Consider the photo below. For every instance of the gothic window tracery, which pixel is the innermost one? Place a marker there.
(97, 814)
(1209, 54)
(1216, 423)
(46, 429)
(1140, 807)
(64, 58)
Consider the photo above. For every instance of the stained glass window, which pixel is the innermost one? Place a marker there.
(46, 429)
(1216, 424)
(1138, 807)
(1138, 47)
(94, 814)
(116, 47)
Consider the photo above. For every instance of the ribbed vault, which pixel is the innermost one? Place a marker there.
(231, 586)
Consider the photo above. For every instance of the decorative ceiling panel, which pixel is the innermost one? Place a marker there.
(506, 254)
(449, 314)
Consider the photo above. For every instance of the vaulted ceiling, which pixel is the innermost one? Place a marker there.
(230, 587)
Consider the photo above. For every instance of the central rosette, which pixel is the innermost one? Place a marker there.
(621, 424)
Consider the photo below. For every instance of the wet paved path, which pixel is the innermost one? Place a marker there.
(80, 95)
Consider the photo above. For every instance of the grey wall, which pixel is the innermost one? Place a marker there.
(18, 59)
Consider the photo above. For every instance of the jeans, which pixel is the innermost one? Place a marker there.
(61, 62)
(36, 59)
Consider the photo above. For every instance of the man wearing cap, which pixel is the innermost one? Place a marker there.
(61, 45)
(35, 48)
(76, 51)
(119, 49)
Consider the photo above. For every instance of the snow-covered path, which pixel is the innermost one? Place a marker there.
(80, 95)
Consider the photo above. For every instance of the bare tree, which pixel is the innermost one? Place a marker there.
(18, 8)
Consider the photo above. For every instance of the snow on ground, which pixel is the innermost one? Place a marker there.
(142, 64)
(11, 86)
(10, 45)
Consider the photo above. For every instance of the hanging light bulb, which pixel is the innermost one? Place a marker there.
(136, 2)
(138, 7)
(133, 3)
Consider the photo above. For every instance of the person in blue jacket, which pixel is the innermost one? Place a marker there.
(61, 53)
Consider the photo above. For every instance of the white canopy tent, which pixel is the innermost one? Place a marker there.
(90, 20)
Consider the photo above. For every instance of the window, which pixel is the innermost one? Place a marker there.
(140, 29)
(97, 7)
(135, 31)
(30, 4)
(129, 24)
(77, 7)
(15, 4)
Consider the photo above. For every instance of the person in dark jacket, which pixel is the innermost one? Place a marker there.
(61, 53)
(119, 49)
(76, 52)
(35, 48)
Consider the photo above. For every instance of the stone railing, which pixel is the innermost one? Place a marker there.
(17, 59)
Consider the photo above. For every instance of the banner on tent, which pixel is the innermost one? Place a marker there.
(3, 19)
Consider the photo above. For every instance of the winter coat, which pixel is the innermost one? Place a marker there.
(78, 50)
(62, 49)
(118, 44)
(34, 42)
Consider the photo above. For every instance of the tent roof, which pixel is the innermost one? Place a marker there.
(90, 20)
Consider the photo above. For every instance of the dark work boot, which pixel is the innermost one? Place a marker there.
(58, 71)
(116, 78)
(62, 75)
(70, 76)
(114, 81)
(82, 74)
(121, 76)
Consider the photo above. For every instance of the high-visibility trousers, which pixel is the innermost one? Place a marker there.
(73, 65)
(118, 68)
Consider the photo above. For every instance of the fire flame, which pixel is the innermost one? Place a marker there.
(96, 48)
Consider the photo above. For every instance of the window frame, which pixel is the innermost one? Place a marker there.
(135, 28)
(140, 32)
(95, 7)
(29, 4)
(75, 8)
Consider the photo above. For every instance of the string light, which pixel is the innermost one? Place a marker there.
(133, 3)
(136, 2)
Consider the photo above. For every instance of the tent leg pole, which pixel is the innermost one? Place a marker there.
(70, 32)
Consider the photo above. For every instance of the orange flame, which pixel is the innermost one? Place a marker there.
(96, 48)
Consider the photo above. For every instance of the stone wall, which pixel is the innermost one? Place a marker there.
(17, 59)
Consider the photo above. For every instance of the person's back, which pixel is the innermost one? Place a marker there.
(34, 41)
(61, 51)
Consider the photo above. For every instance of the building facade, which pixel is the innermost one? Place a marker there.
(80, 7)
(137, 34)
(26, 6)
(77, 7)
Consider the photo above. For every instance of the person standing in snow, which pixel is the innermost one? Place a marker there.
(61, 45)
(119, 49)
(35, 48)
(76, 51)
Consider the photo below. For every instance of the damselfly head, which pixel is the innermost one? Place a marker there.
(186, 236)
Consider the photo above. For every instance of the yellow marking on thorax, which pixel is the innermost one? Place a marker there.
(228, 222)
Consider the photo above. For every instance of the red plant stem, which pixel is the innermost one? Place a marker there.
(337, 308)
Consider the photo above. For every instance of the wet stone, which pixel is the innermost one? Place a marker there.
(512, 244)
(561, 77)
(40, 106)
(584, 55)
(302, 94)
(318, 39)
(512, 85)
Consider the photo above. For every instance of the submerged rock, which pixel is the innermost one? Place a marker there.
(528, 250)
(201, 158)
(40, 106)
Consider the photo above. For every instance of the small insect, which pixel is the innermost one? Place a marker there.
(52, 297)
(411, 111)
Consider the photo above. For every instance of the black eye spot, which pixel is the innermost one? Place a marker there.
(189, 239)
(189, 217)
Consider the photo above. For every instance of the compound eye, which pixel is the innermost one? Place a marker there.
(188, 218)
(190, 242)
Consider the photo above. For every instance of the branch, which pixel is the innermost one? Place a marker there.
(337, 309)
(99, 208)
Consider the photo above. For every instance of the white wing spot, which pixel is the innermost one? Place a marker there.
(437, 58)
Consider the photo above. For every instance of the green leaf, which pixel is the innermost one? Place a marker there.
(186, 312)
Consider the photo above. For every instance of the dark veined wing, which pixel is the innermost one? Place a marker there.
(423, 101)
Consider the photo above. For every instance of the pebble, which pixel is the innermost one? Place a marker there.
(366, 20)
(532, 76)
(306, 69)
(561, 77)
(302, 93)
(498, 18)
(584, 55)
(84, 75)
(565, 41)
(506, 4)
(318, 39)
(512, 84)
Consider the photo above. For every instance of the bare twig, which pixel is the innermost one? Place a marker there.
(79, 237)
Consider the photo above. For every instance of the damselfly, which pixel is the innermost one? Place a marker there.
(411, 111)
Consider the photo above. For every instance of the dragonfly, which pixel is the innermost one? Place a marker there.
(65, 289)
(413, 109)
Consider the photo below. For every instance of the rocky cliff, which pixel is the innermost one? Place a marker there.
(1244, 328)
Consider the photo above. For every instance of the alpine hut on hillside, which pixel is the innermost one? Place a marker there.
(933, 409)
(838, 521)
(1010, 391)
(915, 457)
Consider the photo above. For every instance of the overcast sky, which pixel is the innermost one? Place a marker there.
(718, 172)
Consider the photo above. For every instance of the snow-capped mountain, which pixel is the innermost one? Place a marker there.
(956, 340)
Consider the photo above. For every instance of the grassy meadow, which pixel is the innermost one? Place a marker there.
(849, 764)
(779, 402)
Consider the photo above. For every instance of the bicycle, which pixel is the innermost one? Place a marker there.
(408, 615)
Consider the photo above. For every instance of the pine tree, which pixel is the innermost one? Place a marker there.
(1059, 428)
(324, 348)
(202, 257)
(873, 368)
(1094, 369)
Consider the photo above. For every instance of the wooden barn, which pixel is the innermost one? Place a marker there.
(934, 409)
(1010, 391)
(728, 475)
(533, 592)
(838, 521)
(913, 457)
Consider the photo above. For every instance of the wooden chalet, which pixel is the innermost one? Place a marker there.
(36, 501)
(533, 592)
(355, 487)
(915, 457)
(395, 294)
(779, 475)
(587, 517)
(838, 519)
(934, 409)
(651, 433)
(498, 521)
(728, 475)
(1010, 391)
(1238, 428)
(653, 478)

****************

* [Work instructions] Give again only the lines starting at the one that contains "wooden barn, which" and running to the end of the data.

* [Solution to the problem]
Consider the photo above. For every instance of the wooden barn, which pixel is the innermost one? Place a marker there.
(934, 409)
(1010, 391)
(728, 475)
(533, 592)
(838, 521)
(913, 457)
Consider the photo above. For every instance of the wooden chalet, which pixel is the innermost one? Place a marker there.
(36, 501)
(533, 592)
(355, 487)
(915, 457)
(395, 294)
(779, 475)
(587, 517)
(838, 519)
(934, 409)
(651, 433)
(498, 521)
(728, 475)
(1010, 391)
(1238, 428)
(653, 478)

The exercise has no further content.